== Task goal ==
In the book page below, whose murder is Noah suspected of?

----- Source document -----

Average Review Rating Average Rating 9/10 (1 Review)
Book Details

Publisher : Edge

Published : 2011

Copyright : Rebecca K. Rowe 2011

ISBN-10 : PB 1-894063-59-7
ISBN-13 : PB 978-1-894063-59-3

Publisher's Write-Up

A tale of two unlikely companions cast together in a mystery, and a mission to save the planet. Noah of Domus Aqua, an environmentalist and the son of extreme wealth, is a fugitive suspected in the high profile murder of his long-time friend and mentor Senator Mari Ortega.

Promising his dying friend that he'll deliver a highly confidential datasphere to a trusted government official, Noah plunges himself into the Underground, a gritty subterranean world of knife-wielding monks, a crew of oddball hackers and a smart intelligence bent on his destruction, as he avoids virtual detection and his arrest.

Enter Rika Musashi Grant, a street-smart data thief. Heavily in debt from getting mind enhancements that fail, Rika is given one more chance to prove herself and right past wrongs - by stealing Noah's datasphere.

Joined by circumstance and mutual disdain, the two quickly realize they must join forces to survive. Set against a backdrop of Los Angeles in 2051, the unlikely duo must travel from the deepest catacombs to the most exclusive rooftop gardens; from LA's over-crowded refugee camps through to the virtual world of Novus Orbis, as they seek to find the clues they need to prove their innocence, find a killer, and stop the eco-disaster known as Circle Tide from destroying the planet!

----- Information given -----

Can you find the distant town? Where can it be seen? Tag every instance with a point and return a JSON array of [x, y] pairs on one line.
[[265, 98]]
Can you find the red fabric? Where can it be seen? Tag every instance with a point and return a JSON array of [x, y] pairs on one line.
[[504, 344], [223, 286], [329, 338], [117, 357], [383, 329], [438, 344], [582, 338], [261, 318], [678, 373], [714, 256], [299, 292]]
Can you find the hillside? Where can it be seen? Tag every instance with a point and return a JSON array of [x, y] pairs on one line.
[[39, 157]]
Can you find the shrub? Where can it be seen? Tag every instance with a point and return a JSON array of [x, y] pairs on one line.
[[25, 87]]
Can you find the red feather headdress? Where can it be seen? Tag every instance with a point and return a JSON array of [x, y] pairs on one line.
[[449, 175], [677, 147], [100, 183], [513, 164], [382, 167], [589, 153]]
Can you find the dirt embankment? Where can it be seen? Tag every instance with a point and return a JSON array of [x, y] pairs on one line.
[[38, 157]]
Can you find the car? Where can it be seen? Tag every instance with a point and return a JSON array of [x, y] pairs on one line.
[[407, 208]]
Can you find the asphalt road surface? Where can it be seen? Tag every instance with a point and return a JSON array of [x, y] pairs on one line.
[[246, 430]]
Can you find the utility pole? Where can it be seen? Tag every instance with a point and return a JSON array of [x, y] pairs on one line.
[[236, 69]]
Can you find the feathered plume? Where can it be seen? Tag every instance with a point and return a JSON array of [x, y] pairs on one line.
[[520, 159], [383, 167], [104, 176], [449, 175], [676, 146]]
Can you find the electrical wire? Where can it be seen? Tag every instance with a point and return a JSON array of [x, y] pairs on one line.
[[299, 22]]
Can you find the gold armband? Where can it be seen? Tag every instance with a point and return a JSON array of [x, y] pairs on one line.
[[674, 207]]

-----

== Result below ==
Senator Mari Ortega, his long-time friend and mentor.